EXTRACTED TEXT:
This case study from Vitality shows an example of comprehensive severity-based cover in action and why it is more likely to pay out in the event of a claim.
Choosing the right cover
Nine years ago, protection adviser Alan Knowles, managing director of Cura, was approached by his client, Melanie* and her partner. They were looking to review their protection in light of a new mortgage. After considering all options, Alan recommended they take a Vitality Life and Serious Illness Cover (SIC) plan.
"They were very keen on quality not price," he explains. "We, therefore, went for comprehensive cover [Serious Illness Cover Plus] rather than primary cover [Serious Illness Cover]. For £350,000 worth of cover, having the full amount for Serious Illness Cover was considered too expensive for the client - so we opted for £90,000 SIC for each partner [with the rest as Life Cover]. We included her two children on the plan too, before adding their third child a year or two later."
Alan kept in touch with Melanie over the proceeding years, reviewing their cover periodically. Nothing changed significantly until an interaction earlier this year revealed they were remortgaging. Her partner had received an alternative quote from elsewhere, so this triggered another review by Cura.
During the process, she revealed that a year or so ago she had been diagnosed with rheumatoid arthritis; a long-term condition that causes pain, swelling and stiffness in the joints, usually the hands, feet and wrists.
On hearing about the diagnosis, Alan immediately thought of two things. "Firstly, this could impact a new policy [if that was something they wanted]. Secondly, a claim might be possible because her condition might be covered by her existing plan."

TASK REQUIREMENTS:
#1 Print everything in the Vitality case study from "Alan kept in" down to "review by Cura.", word for word.
#2 Go on with the Vitality case study about Melanie's cover, picking up right after its last sentence.

DATA:
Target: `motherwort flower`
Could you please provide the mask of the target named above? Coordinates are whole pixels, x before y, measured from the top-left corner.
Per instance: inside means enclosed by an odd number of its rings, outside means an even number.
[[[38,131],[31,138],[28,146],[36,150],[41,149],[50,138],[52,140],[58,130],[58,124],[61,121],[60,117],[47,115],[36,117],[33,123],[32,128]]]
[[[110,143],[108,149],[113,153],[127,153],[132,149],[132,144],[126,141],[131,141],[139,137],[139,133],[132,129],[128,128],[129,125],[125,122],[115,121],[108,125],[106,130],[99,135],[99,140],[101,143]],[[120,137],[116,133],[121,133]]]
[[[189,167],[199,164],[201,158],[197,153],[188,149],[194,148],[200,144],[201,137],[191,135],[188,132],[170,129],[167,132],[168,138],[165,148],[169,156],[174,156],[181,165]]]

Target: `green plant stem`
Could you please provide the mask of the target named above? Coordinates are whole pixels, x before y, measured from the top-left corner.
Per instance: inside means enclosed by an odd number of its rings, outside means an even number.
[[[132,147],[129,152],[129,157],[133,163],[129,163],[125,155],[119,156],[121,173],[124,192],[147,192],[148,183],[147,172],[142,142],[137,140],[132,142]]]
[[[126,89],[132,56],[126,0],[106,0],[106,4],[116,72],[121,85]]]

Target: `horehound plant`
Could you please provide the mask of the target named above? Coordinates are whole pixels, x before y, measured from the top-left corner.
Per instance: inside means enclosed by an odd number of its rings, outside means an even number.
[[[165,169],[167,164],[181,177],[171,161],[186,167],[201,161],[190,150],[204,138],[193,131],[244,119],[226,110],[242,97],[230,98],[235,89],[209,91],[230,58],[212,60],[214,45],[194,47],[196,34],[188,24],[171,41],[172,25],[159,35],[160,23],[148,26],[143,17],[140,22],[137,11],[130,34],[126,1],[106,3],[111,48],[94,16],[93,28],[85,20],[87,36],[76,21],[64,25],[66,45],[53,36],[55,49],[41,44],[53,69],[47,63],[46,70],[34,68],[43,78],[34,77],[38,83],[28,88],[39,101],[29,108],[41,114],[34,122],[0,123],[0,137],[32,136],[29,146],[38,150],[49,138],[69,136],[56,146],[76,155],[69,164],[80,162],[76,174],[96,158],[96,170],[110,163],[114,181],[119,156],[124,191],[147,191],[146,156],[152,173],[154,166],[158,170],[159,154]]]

EXERCISE ANSWERS:
#1
Alan kept in touch with Melanie over the proceeding years, reviewing their cover periodically. Nothing changed significantly until an interaction earlier this year revealed they were remortgaging. Her partner had received an alternative quote from elsewhere, so this triggered another review by Cura.

#2
Alan asked Melanie if she'd informed Vitality about the diagnosis to see if a claim was possible. "She just said, 'No, because it doesn't really affect me that much. I've never had any time off work because of it. It hasn't really got in the way of me doing anything.'"
To manage her expectations, Alan told her he would contact Vitality to find out whether her condition met the definition. "At that time, even though I knew Rheumatoid Arthritis was covered, I wasn't sure exactly to what extent. I thought there might be certain requirements such as a specific level of symptoms or medication of some kind."
"I was able to tell my client she could make an unexpected claim worth almost £10k. Based on diagnosis alone, she would not have got a pay-out anywhere else"
Alan Knowles, MD, Cura
On further investigation, Alan realised that Rheumatoid Arthritis was covered for diagnosis alone under the plan as a low severity payment (10%). After speaking to his account manager at Vitality, he was able to go back to his client and confirm she was able to receive a pay-out of £9,000 (10%) with the rest of her cover remaining in place.
Melanie's situation is a real-life example of a Serious Illness Cover claim that would not be covered by any other provider, under critical illness plans. It would also not have qualified for an Income Protection pay-out either, because she has not needed any time off work.
Hitting home the life-changing value of top-quality protection advice, Melanie's experience is an example of comprehensive severity-based cover in action and how it is more likely to pay out.
None of us can predict the future - so why leave your clients' future health situation to chance?